## Your goal
Look for "every rock formation with a box." in the records below, then copy that line and every line after it, exactly and with nothing added.

[Referring expression grounding data]
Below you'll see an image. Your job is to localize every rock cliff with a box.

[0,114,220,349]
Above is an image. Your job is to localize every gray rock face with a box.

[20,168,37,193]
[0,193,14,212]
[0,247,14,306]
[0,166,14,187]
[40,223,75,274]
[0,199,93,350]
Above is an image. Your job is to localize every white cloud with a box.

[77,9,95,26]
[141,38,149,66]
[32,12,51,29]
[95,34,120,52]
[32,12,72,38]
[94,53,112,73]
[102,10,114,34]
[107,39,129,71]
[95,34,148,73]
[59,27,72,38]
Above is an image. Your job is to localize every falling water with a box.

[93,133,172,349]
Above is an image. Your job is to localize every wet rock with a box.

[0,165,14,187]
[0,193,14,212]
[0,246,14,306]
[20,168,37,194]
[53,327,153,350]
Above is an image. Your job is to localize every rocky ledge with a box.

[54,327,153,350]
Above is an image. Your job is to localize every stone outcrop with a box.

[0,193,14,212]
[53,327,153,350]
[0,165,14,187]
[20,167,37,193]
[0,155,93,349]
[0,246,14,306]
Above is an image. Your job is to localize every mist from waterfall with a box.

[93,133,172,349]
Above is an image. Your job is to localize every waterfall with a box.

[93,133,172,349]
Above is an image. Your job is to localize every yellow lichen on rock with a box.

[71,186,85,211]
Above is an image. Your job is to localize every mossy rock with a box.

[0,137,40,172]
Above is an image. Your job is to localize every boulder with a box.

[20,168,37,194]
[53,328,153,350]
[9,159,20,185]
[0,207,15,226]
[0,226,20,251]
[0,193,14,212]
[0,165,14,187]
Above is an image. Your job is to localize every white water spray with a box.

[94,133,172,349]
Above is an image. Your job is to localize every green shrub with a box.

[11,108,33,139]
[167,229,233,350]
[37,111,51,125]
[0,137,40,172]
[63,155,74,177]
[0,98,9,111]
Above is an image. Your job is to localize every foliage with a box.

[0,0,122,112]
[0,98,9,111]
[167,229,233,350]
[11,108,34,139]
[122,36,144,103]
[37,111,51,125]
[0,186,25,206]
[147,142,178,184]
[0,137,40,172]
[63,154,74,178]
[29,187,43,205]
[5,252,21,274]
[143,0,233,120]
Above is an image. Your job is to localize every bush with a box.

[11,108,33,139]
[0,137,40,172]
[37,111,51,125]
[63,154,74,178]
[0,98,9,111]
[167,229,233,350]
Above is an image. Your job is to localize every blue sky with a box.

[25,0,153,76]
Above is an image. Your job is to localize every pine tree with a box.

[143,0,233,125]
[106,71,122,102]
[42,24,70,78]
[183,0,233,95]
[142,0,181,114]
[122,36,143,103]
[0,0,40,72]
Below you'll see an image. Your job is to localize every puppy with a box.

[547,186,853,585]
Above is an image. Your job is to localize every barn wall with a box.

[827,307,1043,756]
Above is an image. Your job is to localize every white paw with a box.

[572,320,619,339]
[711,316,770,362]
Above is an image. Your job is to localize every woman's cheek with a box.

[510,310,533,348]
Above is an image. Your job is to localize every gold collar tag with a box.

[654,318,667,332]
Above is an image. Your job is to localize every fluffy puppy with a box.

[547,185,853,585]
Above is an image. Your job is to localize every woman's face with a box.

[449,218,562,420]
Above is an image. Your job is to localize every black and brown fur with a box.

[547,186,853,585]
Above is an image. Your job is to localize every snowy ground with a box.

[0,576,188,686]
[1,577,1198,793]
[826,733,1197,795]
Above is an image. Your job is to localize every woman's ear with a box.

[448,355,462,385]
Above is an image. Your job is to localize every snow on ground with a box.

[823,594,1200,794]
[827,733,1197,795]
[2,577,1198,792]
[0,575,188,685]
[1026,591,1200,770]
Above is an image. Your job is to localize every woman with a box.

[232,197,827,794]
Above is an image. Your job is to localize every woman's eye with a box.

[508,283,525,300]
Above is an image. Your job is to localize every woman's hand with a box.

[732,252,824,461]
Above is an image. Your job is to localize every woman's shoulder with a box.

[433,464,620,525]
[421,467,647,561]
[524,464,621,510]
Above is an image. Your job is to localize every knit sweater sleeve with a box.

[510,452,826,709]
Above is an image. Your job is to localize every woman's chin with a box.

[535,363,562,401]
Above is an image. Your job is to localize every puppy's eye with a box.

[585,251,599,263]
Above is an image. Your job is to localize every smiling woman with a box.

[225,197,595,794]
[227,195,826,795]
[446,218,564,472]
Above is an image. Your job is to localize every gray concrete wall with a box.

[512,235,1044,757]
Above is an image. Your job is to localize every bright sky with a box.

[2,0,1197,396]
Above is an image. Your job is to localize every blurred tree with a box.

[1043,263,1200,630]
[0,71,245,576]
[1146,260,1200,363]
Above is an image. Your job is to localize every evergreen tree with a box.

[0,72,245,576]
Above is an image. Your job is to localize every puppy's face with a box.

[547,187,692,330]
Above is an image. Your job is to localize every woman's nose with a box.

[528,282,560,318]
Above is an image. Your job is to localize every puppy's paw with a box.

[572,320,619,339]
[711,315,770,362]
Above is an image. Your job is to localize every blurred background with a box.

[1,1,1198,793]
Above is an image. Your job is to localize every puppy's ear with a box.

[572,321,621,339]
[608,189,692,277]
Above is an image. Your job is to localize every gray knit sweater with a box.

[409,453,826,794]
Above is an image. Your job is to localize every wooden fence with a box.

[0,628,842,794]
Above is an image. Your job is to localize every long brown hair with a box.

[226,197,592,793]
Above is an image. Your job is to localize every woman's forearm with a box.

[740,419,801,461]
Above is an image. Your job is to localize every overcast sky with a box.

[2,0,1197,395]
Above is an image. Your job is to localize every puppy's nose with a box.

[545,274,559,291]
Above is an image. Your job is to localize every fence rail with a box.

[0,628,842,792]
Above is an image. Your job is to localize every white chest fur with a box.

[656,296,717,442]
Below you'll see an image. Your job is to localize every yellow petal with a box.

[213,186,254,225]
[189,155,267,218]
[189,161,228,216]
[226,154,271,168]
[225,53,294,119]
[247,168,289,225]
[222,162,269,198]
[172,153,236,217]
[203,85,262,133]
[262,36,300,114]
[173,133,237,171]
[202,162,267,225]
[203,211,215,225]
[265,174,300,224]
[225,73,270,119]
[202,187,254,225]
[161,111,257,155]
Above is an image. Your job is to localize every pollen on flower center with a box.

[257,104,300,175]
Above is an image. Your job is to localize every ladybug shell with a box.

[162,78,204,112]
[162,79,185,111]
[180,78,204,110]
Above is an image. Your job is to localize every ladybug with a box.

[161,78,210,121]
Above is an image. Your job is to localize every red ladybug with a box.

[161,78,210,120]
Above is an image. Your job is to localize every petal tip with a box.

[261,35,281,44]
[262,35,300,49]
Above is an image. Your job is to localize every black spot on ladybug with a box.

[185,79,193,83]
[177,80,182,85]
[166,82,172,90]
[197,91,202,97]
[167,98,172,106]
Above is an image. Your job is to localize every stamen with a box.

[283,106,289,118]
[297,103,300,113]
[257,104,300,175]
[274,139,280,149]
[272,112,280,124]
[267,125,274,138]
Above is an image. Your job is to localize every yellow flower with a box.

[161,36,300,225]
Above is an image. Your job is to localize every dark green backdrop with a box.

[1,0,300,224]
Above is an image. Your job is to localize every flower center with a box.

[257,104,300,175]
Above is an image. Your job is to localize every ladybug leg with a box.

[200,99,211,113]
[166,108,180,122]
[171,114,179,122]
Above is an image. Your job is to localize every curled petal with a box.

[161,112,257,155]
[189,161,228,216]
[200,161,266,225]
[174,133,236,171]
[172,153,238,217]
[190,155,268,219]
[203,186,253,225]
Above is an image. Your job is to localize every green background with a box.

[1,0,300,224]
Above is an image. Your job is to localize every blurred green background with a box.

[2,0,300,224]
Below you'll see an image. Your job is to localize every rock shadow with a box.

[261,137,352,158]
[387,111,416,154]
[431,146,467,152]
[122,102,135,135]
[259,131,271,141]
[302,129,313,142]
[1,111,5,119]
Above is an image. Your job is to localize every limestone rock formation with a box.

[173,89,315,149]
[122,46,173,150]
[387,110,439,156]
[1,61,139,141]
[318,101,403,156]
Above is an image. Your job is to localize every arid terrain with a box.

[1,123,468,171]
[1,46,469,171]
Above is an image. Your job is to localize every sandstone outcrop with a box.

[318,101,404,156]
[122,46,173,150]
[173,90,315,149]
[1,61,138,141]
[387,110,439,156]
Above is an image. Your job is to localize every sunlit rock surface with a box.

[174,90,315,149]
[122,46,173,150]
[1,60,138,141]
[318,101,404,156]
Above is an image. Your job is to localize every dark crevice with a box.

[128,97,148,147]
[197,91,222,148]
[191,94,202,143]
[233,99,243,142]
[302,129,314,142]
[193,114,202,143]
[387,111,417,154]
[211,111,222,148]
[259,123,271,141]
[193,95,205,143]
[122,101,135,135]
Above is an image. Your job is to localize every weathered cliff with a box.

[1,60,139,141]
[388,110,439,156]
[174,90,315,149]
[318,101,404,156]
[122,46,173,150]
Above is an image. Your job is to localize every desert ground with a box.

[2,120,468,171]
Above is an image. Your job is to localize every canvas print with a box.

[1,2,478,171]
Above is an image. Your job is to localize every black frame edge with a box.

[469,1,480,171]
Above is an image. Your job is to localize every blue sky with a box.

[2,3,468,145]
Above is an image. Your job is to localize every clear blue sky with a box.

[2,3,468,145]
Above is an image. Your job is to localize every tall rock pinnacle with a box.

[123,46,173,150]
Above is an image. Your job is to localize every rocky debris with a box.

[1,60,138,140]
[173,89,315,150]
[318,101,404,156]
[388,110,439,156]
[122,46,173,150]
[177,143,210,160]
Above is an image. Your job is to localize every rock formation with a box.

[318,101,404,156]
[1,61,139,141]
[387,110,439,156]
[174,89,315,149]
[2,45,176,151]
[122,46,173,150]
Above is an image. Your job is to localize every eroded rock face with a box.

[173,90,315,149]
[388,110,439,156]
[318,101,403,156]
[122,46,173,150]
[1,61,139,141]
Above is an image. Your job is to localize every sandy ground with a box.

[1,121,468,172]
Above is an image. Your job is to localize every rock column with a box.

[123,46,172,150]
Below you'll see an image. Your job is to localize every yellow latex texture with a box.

## Solution below
Above is an image. Your job is to localize every rock formation with a box.

[318,101,404,156]
[1,61,139,141]
[387,110,439,156]
[174,89,315,149]
[2,45,176,151]
[122,46,173,150]
Above is an image. Your job is to localize every eroded rock face with a box.

[173,90,315,149]
[388,110,439,156]
[318,101,403,156]
[122,46,173,150]
[1,61,139,141]
Above is an image. Your job is to localize every sandy ground with a box.

[1,121,468,172]
Above is an image. Your job is to localize every rock column with a box.

[123,46,172,150]
Below you'll see an image. Your job is to localize every yellow latex texture with a box.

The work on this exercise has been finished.